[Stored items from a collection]
"""

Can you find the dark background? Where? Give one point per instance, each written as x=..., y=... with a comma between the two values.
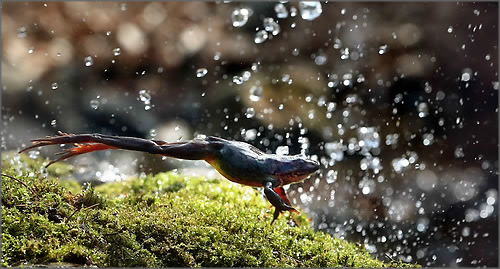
x=399, y=102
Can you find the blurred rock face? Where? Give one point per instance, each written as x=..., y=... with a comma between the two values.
x=398, y=101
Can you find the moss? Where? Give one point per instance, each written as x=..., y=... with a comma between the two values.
x=156, y=221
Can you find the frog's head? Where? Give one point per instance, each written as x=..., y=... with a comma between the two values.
x=291, y=169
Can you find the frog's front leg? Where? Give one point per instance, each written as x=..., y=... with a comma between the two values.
x=278, y=199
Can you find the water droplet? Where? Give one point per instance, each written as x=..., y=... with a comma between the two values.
x=459, y=152
x=237, y=80
x=320, y=60
x=282, y=150
x=116, y=51
x=310, y=10
x=34, y=154
x=260, y=36
x=423, y=110
x=382, y=49
x=201, y=72
x=240, y=17
x=331, y=106
x=94, y=104
x=466, y=74
x=250, y=113
x=271, y=26
x=89, y=61
x=281, y=11
x=246, y=75
x=145, y=97
x=428, y=139
x=256, y=93
x=21, y=32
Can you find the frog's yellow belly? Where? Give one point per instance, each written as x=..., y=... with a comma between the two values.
x=245, y=181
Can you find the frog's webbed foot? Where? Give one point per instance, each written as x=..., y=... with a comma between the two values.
x=278, y=199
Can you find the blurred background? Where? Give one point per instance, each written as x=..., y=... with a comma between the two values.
x=398, y=101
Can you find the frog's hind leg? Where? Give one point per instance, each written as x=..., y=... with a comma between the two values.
x=277, y=197
x=86, y=143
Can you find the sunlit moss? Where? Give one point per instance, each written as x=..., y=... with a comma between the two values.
x=156, y=221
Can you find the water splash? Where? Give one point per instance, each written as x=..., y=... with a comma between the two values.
x=310, y=10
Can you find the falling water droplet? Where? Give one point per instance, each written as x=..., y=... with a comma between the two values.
x=144, y=96
x=34, y=154
x=201, y=72
x=240, y=17
x=21, y=32
x=89, y=61
x=282, y=150
x=260, y=36
x=271, y=26
x=281, y=11
x=237, y=80
x=423, y=110
x=116, y=51
x=94, y=103
x=256, y=93
x=310, y=10
x=152, y=133
x=250, y=113
x=466, y=74
x=382, y=49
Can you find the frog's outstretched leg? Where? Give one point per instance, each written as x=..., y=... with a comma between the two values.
x=277, y=199
x=85, y=143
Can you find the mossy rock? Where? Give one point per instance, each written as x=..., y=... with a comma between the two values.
x=156, y=221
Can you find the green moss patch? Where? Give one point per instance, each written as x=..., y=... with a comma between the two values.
x=156, y=221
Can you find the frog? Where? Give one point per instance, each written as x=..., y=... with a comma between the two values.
x=237, y=161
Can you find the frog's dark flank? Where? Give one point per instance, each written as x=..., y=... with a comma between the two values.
x=237, y=161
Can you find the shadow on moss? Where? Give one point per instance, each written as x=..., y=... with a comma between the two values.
x=157, y=221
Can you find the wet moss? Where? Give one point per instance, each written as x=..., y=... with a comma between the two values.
x=156, y=221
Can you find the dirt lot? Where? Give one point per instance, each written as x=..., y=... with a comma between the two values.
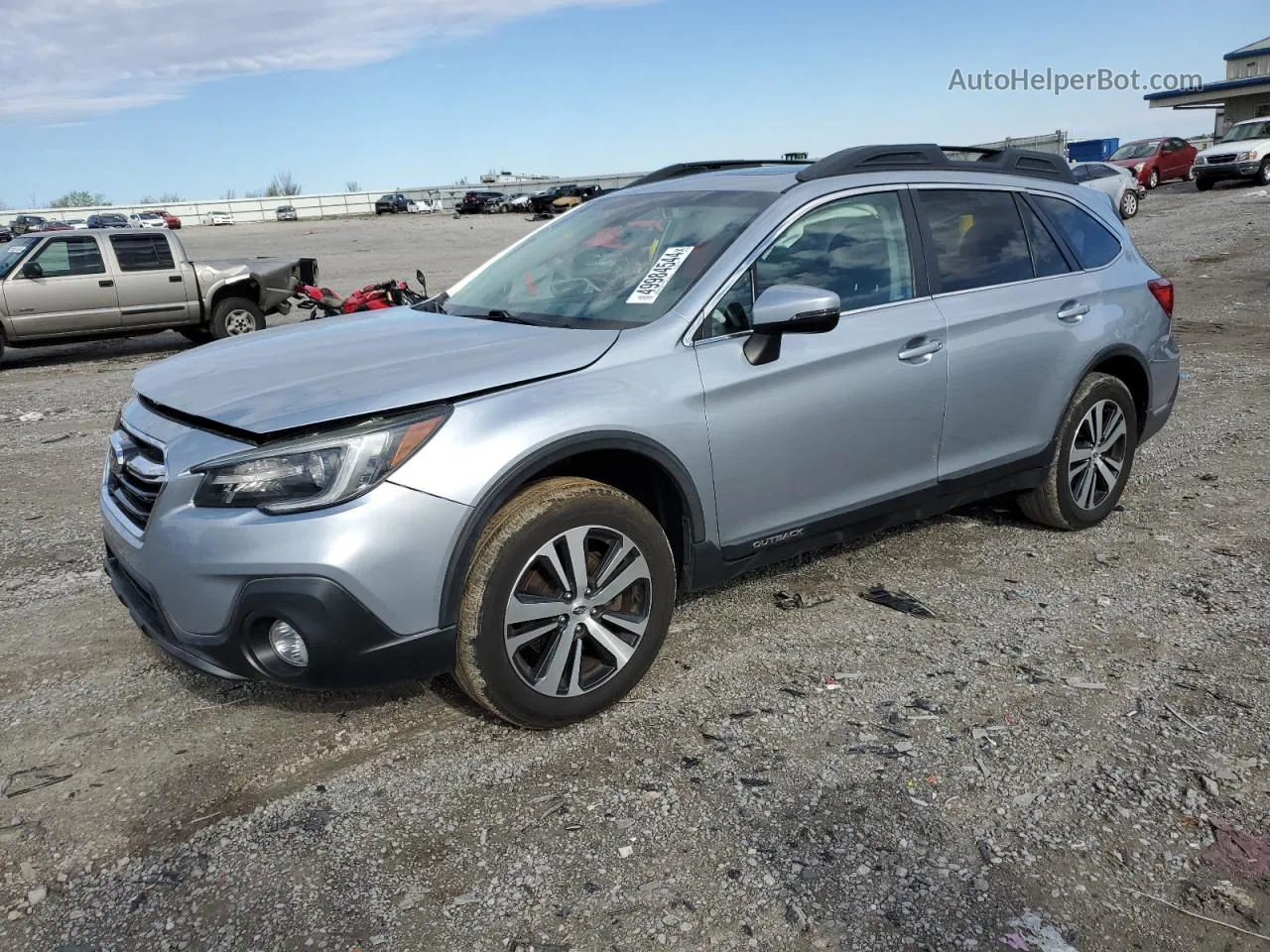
x=1035, y=770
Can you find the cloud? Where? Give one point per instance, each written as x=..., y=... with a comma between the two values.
x=67, y=60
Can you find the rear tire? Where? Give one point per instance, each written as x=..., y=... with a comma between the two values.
x=1092, y=461
x=235, y=316
x=531, y=648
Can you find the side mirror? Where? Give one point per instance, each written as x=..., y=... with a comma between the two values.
x=789, y=308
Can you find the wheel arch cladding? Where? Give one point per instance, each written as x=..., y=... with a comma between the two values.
x=634, y=465
x=1130, y=371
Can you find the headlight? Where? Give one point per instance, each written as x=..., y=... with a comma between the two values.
x=313, y=472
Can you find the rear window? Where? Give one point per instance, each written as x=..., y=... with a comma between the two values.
x=143, y=253
x=1089, y=240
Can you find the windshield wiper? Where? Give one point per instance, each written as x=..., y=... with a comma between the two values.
x=502, y=316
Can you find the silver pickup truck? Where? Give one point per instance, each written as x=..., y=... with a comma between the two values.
x=63, y=286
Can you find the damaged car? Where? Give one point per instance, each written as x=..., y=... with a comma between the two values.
x=80, y=285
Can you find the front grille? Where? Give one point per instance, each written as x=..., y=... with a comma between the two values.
x=136, y=475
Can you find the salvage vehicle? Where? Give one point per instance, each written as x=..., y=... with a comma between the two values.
x=148, y=220
x=667, y=388
x=1115, y=181
x=480, y=202
x=1243, y=153
x=394, y=203
x=108, y=220
x=26, y=222
x=108, y=284
x=1155, y=160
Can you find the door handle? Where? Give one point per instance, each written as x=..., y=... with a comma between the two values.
x=920, y=350
x=1072, y=311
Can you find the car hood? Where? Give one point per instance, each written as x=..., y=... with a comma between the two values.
x=1243, y=145
x=359, y=366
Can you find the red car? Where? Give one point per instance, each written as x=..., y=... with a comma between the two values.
x=1155, y=160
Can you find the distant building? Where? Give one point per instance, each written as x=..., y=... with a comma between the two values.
x=1243, y=94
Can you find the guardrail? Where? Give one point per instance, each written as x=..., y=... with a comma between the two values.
x=335, y=204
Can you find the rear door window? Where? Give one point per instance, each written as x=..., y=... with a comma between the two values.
x=978, y=239
x=143, y=253
x=1091, y=241
x=1048, y=258
x=66, y=258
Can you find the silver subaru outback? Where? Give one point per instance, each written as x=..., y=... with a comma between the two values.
x=719, y=367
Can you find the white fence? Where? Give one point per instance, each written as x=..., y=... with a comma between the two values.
x=436, y=198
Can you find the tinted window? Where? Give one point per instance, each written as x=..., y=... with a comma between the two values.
x=855, y=248
x=143, y=253
x=978, y=239
x=1047, y=257
x=1092, y=243
x=64, y=258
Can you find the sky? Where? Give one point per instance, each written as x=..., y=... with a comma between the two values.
x=197, y=96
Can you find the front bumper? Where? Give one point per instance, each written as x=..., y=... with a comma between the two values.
x=348, y=647
x=361, y=581
x=1225, y=171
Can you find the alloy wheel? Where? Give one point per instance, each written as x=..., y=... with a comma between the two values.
x=1097, y=454
x=239, y=321
x=578, y=611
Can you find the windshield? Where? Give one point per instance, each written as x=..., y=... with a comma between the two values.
x=1245, y=131
x=1135, y=150
x=619, y=262
x=13, y=252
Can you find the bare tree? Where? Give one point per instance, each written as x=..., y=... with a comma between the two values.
x=282, y=184
x=79, y=199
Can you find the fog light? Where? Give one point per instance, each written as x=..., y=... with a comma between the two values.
x=289, y=645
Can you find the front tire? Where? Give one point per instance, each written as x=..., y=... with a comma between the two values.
x=567, y=603
x=1096, y=443
x=235, y=316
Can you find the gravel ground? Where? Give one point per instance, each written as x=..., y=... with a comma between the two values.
x=1080, y=733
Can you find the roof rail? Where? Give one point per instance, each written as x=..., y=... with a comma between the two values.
x=681, y=169
x=924, y=157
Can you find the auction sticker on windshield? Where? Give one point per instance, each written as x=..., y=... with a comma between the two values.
x=659, y=276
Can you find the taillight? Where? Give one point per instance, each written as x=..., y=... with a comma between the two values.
x=1162, y=290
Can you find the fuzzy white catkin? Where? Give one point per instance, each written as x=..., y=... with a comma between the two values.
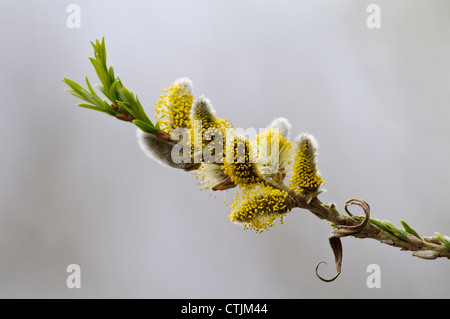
x=283, y=125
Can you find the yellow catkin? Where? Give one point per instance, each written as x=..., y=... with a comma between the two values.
x=173, y=108
x=278, y=162
x=259, y=207
x=241, y=169
x=305, y=176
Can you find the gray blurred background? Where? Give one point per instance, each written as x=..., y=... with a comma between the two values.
x=76, y=188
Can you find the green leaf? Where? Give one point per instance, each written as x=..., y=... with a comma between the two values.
x=409, y=229
x=444, y=239
x=395, y=230
x=145, y=127
x=92, y=107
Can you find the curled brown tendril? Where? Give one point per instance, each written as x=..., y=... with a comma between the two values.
x=343, y=231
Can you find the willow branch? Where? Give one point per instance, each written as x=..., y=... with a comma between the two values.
x=364, y=227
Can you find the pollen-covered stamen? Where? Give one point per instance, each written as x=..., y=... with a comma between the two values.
x=306, y=177
x=240, y=164
x=208, y=132
x=259, y=207
x=274, y=154
x=174, y=106
x=213, y=177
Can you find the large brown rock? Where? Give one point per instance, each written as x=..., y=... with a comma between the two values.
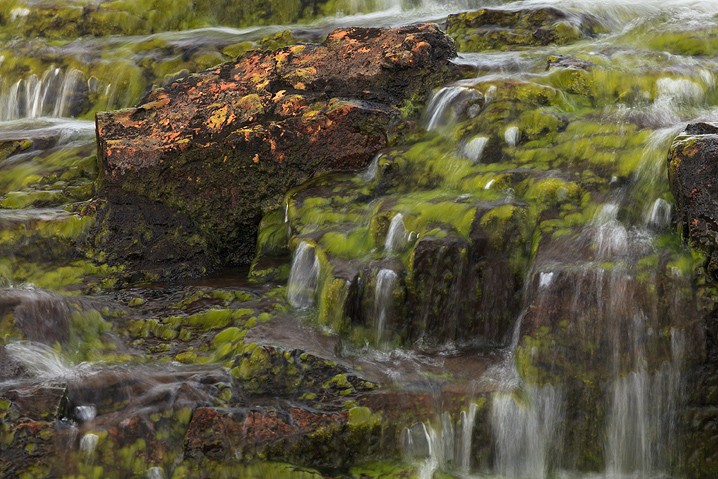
x=189, y=173
x=693, y=175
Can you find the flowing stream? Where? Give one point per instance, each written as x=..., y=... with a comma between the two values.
x=525, y=263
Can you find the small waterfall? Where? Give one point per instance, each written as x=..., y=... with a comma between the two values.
x=474, y=148
x=468, y=419
x=155, y=473
x=85, y=413
x=395, y=241
x=41, y=361
x=525, y=431
x=303, y=277
x=512, y=135
x=88, y=444
x=659, y=215
x=610, y=236
x=451, y=103
x=55, y=94
x=371, y=171
x=383, y=303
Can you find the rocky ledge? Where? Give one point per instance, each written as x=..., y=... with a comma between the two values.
x=188, y=174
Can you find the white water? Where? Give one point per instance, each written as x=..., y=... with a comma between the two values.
x=474, y=148
x=396, y=236
x=43, y=362
x=303, y=277
x=525, y=430
x=47, y=96
x=512, y=135
x=88, y=444
x=383, y=303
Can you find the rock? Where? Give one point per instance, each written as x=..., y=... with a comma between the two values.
x=189, y=173
x=493, y=29
x=693, y=177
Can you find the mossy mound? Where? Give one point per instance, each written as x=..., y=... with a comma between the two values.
x=493, y=29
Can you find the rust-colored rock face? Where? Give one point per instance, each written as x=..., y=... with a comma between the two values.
x=189, y=173
x=693, y=174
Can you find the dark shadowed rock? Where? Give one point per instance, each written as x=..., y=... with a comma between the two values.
x=693, y=176
x=189, y=173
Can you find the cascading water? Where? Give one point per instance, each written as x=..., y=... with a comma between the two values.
x=304, y=277
x=396, y=236
x=51, y=95
x=542, y=177
x=383, y=303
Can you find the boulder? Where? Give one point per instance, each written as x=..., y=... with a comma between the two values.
x=693, y=176
x=188, y=174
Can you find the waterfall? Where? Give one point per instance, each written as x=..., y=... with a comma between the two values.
x=396, y=236
x=371, y=171
x=41, y=361
x=468, y=420
x=383, y=303
x=441, y=445
x=512, y=135
x=474, y=148
x=449, y=104
x=88, y=444
x=525, y=430
x=303, y=277
x=52, y=95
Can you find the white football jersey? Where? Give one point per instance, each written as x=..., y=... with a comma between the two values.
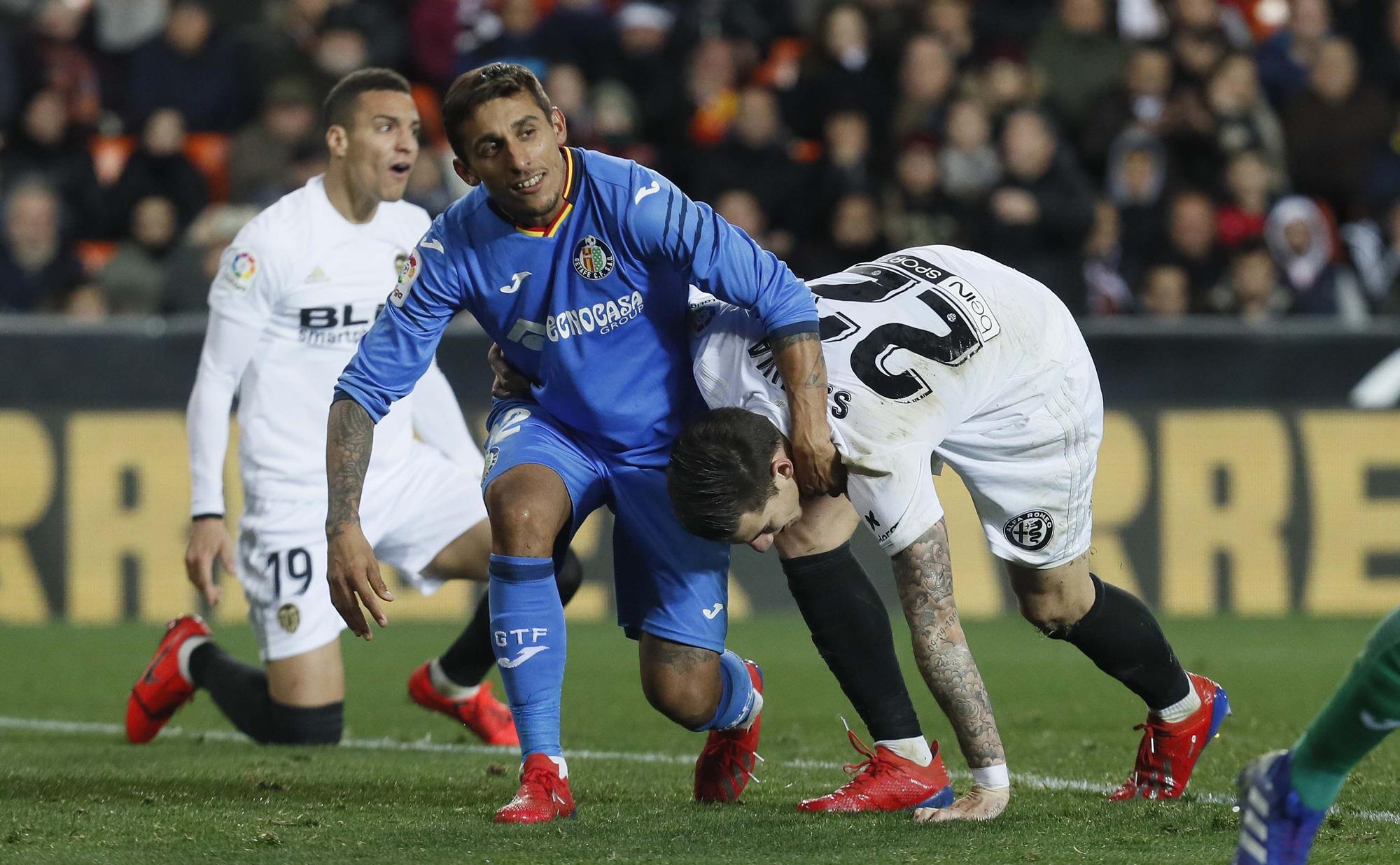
x=314, y=283
x=920, y=346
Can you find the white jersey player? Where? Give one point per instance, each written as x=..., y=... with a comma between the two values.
x=941, y=355
x=295, y=295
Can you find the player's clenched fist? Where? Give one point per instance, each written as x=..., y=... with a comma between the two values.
x=208, y=541
x=355, y=579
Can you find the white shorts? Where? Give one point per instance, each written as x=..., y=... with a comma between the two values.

"""

Copy the line containing "Can you find the player's" and every line after it, through the last line of the records. Include nothing else.

Can you find the player's clenched fist? Where? Give one point per instance, each written as x=..., y=... with a comma between the two values.
x=208, y=541
x=355, y=579
Can you find the white shorts? Where? Give one point per instance, each written as x=..., y=... with a comma between the two values.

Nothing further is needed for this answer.